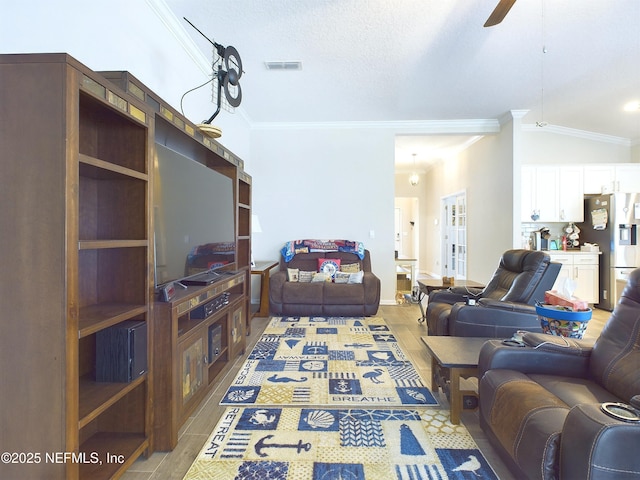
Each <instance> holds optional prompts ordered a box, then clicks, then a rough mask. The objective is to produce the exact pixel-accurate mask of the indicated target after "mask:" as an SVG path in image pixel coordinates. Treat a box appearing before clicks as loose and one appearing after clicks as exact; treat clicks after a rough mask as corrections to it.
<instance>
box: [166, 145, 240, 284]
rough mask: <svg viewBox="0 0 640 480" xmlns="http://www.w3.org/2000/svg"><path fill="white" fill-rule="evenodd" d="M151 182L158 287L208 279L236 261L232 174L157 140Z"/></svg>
mask: <svg viewBox="0 0 640 480" xmlns="http://www.w3.org/2000/svg"><path fill="white" fill-rule="evenodd" d="M153 185H154V191H153V204H154V205H153V207H154V208H153V213H154V230H155V231H154V237H155V238H154V241H155V283H156V287H160V286H163V285H166V284H168V283H170V282H175V281H178V282H183V283H209V282H208V281H204V282H199V281H195V279H201V278H204V277H206V276H207V275H202V274H203V273H205V274H206V273H207V272H210V273H211V275H210V277H215V276H216V274H215V270H217V269H220V268H222V267H225V266H228V265H230V264H232V263H234V262H235V261H236V245H235V223H234V191H233V183H232V180H231V179H230V178H229V177H227V176H225V175H223V174H221V173H219V172H217V171H215V170H213V169H211V168H209V167H207V166H206V165H204V164H202V163H200V162H199V161H197V160H194V159H192V158H189V157H187V156H185V155H184V154H182V153H180V152H177V151H175V150H172V149H171V148H168V147H167V146H165V145H162V144H160V143H156V157H155V159H154V181H153ZM190 280H192V281H191V282H190Z"/></svg>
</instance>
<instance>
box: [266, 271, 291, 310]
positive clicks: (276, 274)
mask: <svg viewBox="0 0 640 480" xmlns="http://www.w3.org/2000/svg"><path fill="white" fill-rule="evenodd" d="M286 281H287V271H286V270H284V271H282V270H280V271H278V272H274V273H272V274H271V276H270V277H269V298H270V299H271V300H272V301H275V302H276V303H282V287H283V286H284V283H285V282H286Z"/></svg>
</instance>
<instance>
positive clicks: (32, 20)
mask: <svg viewBox="0 0 640 480" xmlns="http://www.w3.org/2000/svg"><path fill="white" fill-rule="evenodd" d="M54 52H56V53H58V52H59V53H62V52H64V53H68V54H69V55H71V56H72V57H74V58H76V59H77V60H79V61H80V62H82V63H84V64H85V65H86V66H87V67H89V68H90V69H92V70H98V71H99V70H127V71H129V72H131V73H132V74H133V75H134V76H135V77H136V78H138V79H139V80H140V81H141V82H142V83H144V84H145V85H146V86H147V87H149V88H150V89H151V90H152V91H154V92H155V93H156V94H157V95H159V96H160V97H161V98H162V99H164V100H165V101H167V102H168V103H169V104H170V105H171V106H172V107H174V108H175V109H177V110H180V99H181V97H182V95H183V94H184V93H185V92H186V91H187V90H190V89H192V88H193V87H196V86H198V85H200V84H202V83H204V82H206V81H207V79H209V78H210V77H209V76H208V72H205V71H203V69H201V68H200V65H201V63H198V62H196V61H194V59H193V58H192V57H191V56H190V55H189V53H188V52H187V51H186V50H185V49H184V48H183V46H182V44H181V43H180V42H179V41H178V40H177V39H176V38H175V36H174V35H173V34H172V33H170V31H169V29H168V28H167V27H166V26H165V25H164V23H163V22H162V21H161V20H160V18H159V16H158V15H157V14H156V12H155V11H154V10H153V9H152V8H151V7H150V6H149V4H148V3H147V2H144V1H141V0H135V1H130V0H111V1H109V2H108V3H105V4H98V3H95V2H82V1H78V0H60V1H56V2H48V1H44V0H34V1H31V2H8V1H7V2H3V5H2V15H0V53H54ZM205 60H206V59H205ZM183 104H184V115H185V116H186V117H187V118H188V119H189V120H191V121H192V122H194V123H200V122H202V121H203V120H205V119H208V118H209V117H210V116H211V115H212V114H213V112H214V111H215V107H214V105H213V104H212V101H211V88H210V86H207V87H204V88H201V89H199V90H196V91H195V92H193V93H190V94H188V95H187V96H186V97H185V98H184V102H183ZM223 113H225V112H223ZM218 118H219V119H220V120H219V121H218ZM218 118H216V121H215V122H214V123H215V124H216V125H218V126H220V127H221V128H222V129H223V139H222V141H221V143H223V144H224V145H225V146H227V147H228V148H230V149H231V150H232V151H233V152H234V153H236V154H237V155H238V156H240V157H241V158H244V157H245V156H246V155H248V152H249V146H248V145H249V130H248V124H247V122H246V121H245V120H244V118H243V117H242V115H241V112H238V111H236V114H229V113H226V114H224V115H223V114H221V115H220V116H219V117H218Z"/></svg>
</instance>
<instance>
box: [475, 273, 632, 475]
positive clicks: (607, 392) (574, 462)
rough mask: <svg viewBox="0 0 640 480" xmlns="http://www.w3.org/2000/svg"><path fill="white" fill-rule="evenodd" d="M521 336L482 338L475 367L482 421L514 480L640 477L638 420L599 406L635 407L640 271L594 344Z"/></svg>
mask: <svg viewBox="0 0 640 480" xmlns="http://www.w3.org/2000/svg"><path fill="white" fill-rule="evenodd" d="M523 339H524V342H525V343H526V344H527V346H525V347H524V348H522V347H509V346H506V345H503V344H502V343H501V342H500V341H498V340H491V341H489V342H487V343H485V344H484V346H483V347H482V350H481V352H480V360H479V366H478V369H479V375H480V377H479V378H480V383H479V400H480V426H481V427H482V429H483V430H484V431H485V433H486V434H487V436H488V437H489V440H490V441H491V443H492V444H493V445H494V446H495V447H496V449H497V450H498V452H499V453H500V455H501V456H502V457H503V459H504V460H505V461H506V462H507V464H508V465H509V466H510V467H511V468H512V469H513V471H514V473H517V478H529V479H540V478H542V479H560V480H562V479H585V478H588V479H591V480H603V479H604V480H613V479H616V480H619V479H627V478H640V455H639V454H638V447H639V446H640V422H633V421H622V420H618V419H616V418H613V417H612V416H610V415H607V414H606V413H605V412H603V411H602V409H601V407H602V404H603V402H620V403H624V404H629V403H633V404H634V405H636V406H638V407H640V398H639V397H636V398H634V399H633V400H632V398H633V397H634V396H636V395H638V394H640V269H636V270H634V271H633V272H632V273H631V275H630V277H629V281H628V283H627V286H626V288H625V290H624V292H623V293H622V297H621V298H620V301H619V302H618V305H617V306H616V308H615V310H614V311H613V313H612V315H611V317H610V318H609V320H608V321H607V323H606V324H605V326H604V328H603V330H602V332H601V334H600V336H599V337H598V339H597V340H596V341H595V343H593V342H589V341H586V340H573V339H566V338H564V337H554V336H551V335H544V334H535V333H526V334H524V336H523ZM638 413H640V412H638Z"/></svg>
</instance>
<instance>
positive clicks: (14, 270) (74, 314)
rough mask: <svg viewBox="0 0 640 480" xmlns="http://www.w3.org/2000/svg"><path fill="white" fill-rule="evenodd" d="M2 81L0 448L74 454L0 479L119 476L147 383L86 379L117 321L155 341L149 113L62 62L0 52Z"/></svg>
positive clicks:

○ ○ ○

ASSIGNMENT >>
The records above are to be copied exactly, without their pictures.

ANSWER TO THE PROBLEM >>
Each <instance> holds optional prompts ordered a box, then clicks, then a rough mask. The objective is to produce the exact pixel-accurate mask of the indicated target after "mask:" as an SVG path in image pixel coordinates. Treat a box appearing before clicks as loose and one appearing after clicks as exact; treat clicks after a rough mask as corrections to it.
<instance>
box: [166, 145, 240, 284]
rough mask: <svg viewBox="0 0 640 480" xmlns="http://www.w3.org/2000/svg"><path fill="white" fill-rule="evenodd" d="M151 182L158 287L208 279L236 261L232 174L157 140Z"/></svg>
mask: <svg viewBox="0 0 640 480" xmlns="http://www.w3.org/2000/svg"><path fill="white" fill-rule="evenodd" d="M153 185H154V191H153V204H154V205H153V207H154V208H153V213H154V230H155V231H154V237H155V238H154V241H155V283H156V287H160V286H163V285H166V284H168V283H170V282H175V281H178V282H183V283H209V282H208V281H204V282H199V281H195V279H201V278H204V277H206V276H207V275H202V274H203V273H205V274H206V273H207V272H210V273H211V275H210V277H215V276H216V274H215V270H217V269H220V268H222V267H225V266H228V265H230V264H232V263H234V262H235V261H236V245H235V223H234V191H233V183H232V180H231V179H230V178H229V177H227V176H225V175H223V174H221V173H219V172H217V171H215V170H213V169H211V168H209V167H207V166H206V165H204V164H202V163H200V162H199V161H197V160H194V159H192V158H189V157H187V156H185V155H184V154H182V153H180V152H177V151H175V150H172V149H171V148H168V147H167V146H165V145H162V144H160V143H156V157H155V159H154V181H153ZM190 280H192V281H191V282H190Z"/></svg>
</instance>
<instance>
box: [266, 271, 291, 310]
positive clicks: (276, 274)
mask: <svg viewBox="0 0 640 480" xmlns="http://www.w3.org/2000/svg"><path fill="white" fill-rule="evenodd" d="M286 281H287V271H286V270H284V271H282V270H280V271H278V272H274V273H272V274H271V276H270V277H269V298H270V299H271V300H272V301H275V302H276V303H282V287H283V286H284V283H285V282H286Z"/></svg>
</instance>
<instance>
positive clicks: (32, 20)
mask: <svg viewBox="0 0 640 480" xmlns="http://www.w3.org/2000/svg"><path fill="white" fill-rule="evenodd" d="M54 52H56V53H58V52H59V53H62V52H64V53H68V54H69V55H71V56H72V57H74V58H76V59H77V60H79V61H80V62H82V63H84V64H85V65H86V66H87V67H89V68H90V69H92V70H98V71H99V70H127V71H129V72H131V73H132V74H133V75H134V76H135V77H136V78H138V79H139V80H140V81H141V82H142V83H144V84H145V85H146V86H147V87H149V88H150V89H151V90H152V91H154V92H155V93H156V94H157V95H159V96H160V97H161V98H162V99H164V100H165V101H167V102H168V103H169V104H170V105H171V106H172V107H174V108H175V109H177V110H180V99H181V97H182V95H183V94H184V93H185V92H186V91H187V90H190V89H192V88H193V87H196V86H198V85H200V84H202V83H204V82H206V81H207V79H209V78H210V77H209V76H208V72H205V71H203V69H201V68H200V65H201V63H198V62H196V61H194V59H193V58H192V57H191V56H190V55H189V53H188V52H187V51H186V50H185V49H184V48H183V46H182V44H181V43H180V42H179V41H178V40H177V39H176V38H175V36H174V35H173V34H172V33H170V31H169V29H168V28H167V27H166V26H165V25H164V23H163V22H162V21H161V20H160V18H159V16H158V15H157V14H156V12H155V11H154V10H153V9H152V8H151V7H150V6H149V4H148V3H147V2H144V1H141V0H135V1H130V0H111V1H109V2H108V3H105V4H98V3H95V2H82V1H78V0H60V1H56V2H48V1H44V0H34V1H31V2H8V1H7V2H3V5H2V15H0V53H54ZM205 60H206V59H205ZM183 104H184V115H185V116H186V117H187V118H188V119H189V120H191V121H192V122H194V123H200V122H202V121H203V120H205V119H208V118H209V117H210V116H211V115H212V114H213V112H214V111H215V107H214V105H213V104H212V101H211V88H210V86H207V87H204V88H201V89H199V90H196V91H195V92H193V93H190V94H188V95H187V96H186V97H185V98H184V102H183ZM223 113H225V112H223ZM218 118H219V119H220V120H219V121H218ZM218 118H216V121H215V122H214V123H215V124H216V125H218V126H220V127H221V128H222V129H223V139H222V141H221V143H223V144H224V145H225V146H227V147H228V148H230V149H231V150H232V151H233V152H234V153H236V154H237V155H238V156H240V157H241V158H244V157H245V156H246V155H248V152H249V146H248V145H249V130H248V124H247V122H246V121H245V120H244V118H243V117H242V115H241V112H238V111H236V114H229V113H226V114H224V115H223V114H221V115H220V116H219V117H218Z"/></svg>
</instance>
<instance>
box: [475, 273, 632, 475]
positive clicks: (607, 392) (574, 462)
rough mask: <svg viewBox="0 0 640 480" xmlns="http://www.w3.org/2000/svg"><path fill="white" fill-rule="evenodd" d="M521 336L482 338L475 367L482 421L514 480L640 477L638 420L599 406L635 407L640 271L594 344Z"/></svg>
mask: <svg viewBox="0 0 640 480" xmlns="http://www.w3.org/2000/svg"><path fill="white" fill-rule="evenodd" d="M523 339H524V342H525V343H526V344H527V346H525V347H524V348H522V347H509V346H506V345H503V344H502V343H501V342H500V341H498V340H491V341H489V342H487V343H485V344H484V346H483V347H482V350H481V352H480V360H479V366H478V369H479V375H480V377H479V378H480V383H479V400H480V426H481V427H482V429H483V430H484V431H485V433H486V434H487V436H488V437H489V440H490V441H491V443H492V444H493V445H494V446H495V447H496V449H497V450H498V452H499V453H500V455H501V456H502V457H503V459H504V460H505V461H506V462H507V464H508V465H509V466H510V467H511V468H512V469H513V471H514V473H517V478H529V479H540V478H542V479H560V480H562V479H585V478H588V479H591V480H603V479H604V480H613V479H616V480H619V479H627V478H640V455H639V454H638V447H639V446H640V422H633V421H622V420H618V419H616V418H613V417H612V416H610V415H607V414H606V413H605V412H603V411H602V409H601V407H602V404H603V402H620V403H624V404H629V403H633V404H634V405H636V406H638V407H640V398H639V397H636V398H634V399H633V400H632V398H633V397H634V396H636V395H638V394H640V269H636V270H634V271H633V272H632V273H631V275H630V277H629V281H628V283H627V286H626V288H625V290H624V292H623V293H622V297H621V298H620V301H619V302H618V305H617V306H616V308H615V310H614V311H613V313H612V315H611V317H610V318H609V320H608V321H607V323H606V324H605V326H604V328H603V330H602V332H601V334H600V336H599V337H598V339H597V340H596V341H595V343H593V342H589V341H586V340H573V339H566V338H564V337H554V336H551V335H544V334H535V333H526V334H524V336H523ZM638 413H640V412H638Z"/></svg>
</instance>
<instance>
positive clicks: (14, 270) (74, 314)
rough mask: <svg viewBox="0 0 640 480" xmlns="http://www.w3.org/2000/svg"><path fill="white" fill-rule="evenodd" d="M2 81L0 448L74 454L0 479L119 476L147 383L86 379L117 321L155 341L149 113L62 62L0 52Z"/></svg>
positive clicks:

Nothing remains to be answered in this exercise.